**What needs to be done:**
Find every line in the items below that contains the word "window", and copy each of those lines in full. Case counts when matching.

**Records to use:**
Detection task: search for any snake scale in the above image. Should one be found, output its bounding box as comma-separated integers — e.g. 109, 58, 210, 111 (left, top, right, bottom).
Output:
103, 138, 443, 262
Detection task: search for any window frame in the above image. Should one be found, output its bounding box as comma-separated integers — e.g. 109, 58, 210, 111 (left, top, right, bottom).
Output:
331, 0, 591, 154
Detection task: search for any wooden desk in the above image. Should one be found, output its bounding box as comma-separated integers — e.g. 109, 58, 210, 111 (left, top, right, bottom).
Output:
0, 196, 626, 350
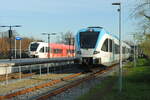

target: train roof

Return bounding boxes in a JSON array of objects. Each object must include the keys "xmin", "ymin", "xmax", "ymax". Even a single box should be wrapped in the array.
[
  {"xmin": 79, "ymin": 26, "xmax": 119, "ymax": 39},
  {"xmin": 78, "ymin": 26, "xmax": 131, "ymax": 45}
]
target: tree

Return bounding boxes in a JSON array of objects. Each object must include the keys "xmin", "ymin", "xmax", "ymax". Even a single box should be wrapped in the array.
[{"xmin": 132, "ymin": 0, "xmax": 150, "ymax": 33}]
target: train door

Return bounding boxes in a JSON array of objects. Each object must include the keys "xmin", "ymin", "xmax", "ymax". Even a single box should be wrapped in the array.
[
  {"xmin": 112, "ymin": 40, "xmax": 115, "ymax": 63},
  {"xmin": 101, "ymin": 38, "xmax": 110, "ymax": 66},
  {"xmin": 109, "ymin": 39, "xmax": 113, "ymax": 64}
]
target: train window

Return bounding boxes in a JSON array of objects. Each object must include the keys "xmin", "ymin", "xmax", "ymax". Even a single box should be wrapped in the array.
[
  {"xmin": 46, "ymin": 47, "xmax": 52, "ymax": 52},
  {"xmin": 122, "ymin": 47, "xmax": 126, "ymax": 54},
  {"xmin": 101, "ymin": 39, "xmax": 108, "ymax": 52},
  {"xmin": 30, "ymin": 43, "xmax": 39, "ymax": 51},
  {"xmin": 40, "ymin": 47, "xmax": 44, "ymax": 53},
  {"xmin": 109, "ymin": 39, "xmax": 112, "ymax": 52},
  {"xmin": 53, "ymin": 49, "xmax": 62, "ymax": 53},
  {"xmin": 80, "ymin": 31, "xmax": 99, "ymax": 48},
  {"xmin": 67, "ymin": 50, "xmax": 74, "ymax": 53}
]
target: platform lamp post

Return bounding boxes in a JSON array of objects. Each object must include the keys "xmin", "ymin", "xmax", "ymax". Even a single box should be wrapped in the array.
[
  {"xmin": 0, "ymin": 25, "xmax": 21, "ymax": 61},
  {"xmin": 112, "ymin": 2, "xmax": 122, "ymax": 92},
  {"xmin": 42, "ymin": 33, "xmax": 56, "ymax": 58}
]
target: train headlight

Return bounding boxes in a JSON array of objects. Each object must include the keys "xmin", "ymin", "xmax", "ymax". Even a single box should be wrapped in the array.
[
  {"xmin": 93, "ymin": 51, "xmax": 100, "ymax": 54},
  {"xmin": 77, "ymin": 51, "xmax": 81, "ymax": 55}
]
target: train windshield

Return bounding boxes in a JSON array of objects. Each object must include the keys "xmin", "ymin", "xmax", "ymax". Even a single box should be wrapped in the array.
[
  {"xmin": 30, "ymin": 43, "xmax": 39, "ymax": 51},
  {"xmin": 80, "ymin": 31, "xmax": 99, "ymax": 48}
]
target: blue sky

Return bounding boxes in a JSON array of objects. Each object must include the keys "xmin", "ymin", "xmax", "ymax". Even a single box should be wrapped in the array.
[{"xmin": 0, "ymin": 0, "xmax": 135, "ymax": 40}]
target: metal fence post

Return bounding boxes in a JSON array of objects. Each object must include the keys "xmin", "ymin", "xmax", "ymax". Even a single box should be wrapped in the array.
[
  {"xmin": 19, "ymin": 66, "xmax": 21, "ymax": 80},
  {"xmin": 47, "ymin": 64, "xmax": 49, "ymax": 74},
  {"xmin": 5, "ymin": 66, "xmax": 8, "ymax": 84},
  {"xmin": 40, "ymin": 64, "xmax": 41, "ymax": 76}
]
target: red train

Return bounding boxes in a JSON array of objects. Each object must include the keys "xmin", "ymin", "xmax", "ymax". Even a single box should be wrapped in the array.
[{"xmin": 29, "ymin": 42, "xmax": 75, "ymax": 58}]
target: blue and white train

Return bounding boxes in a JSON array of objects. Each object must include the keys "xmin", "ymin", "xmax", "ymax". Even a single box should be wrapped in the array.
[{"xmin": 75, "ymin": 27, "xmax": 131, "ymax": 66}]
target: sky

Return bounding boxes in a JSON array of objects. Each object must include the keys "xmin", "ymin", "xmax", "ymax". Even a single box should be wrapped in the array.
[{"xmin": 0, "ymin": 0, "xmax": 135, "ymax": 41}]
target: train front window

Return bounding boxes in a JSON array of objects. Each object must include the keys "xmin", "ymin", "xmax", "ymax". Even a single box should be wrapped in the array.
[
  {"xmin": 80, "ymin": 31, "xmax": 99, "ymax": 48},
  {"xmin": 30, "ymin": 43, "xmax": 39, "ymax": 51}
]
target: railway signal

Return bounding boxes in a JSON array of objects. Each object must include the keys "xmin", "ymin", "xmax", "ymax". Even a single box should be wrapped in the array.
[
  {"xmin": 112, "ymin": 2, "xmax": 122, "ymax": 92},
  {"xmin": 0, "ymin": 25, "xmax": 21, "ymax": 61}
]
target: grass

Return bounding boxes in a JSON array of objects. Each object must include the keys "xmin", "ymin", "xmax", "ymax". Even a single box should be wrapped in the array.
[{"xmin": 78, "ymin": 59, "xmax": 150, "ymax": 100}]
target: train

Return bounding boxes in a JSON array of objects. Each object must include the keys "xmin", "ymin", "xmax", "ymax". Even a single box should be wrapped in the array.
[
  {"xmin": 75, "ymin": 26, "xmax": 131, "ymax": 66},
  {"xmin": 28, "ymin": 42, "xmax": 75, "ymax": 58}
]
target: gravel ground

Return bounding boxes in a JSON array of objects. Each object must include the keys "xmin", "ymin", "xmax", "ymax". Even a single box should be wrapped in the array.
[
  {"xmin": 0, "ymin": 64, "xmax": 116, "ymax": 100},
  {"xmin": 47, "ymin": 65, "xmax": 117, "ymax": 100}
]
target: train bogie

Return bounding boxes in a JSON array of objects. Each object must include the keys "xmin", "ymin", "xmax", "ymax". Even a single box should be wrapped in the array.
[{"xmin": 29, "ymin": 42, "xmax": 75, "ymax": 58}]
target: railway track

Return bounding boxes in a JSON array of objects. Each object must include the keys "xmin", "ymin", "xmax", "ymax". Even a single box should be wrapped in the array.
...
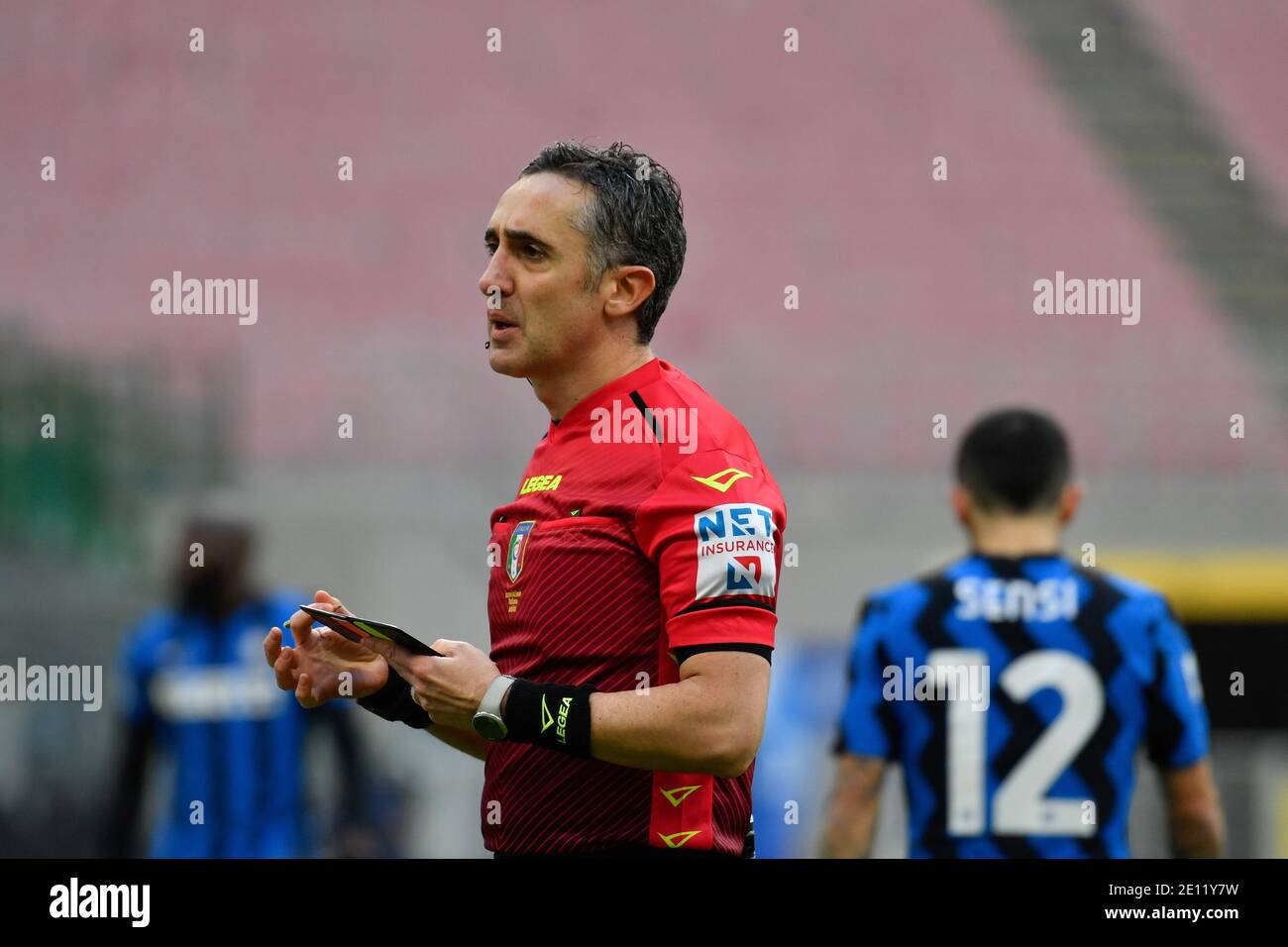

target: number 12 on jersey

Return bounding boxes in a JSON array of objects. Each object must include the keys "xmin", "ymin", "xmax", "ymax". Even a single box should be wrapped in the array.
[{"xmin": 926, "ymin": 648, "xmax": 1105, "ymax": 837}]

**Solution to this exercise:**
Detection task: search for any window frame in the above image. Should one be found, output its bounding box as comma-separated integers — e.g. 109, 58, 210, 111 (left, top, right, bottom).
target: train window
target: train front window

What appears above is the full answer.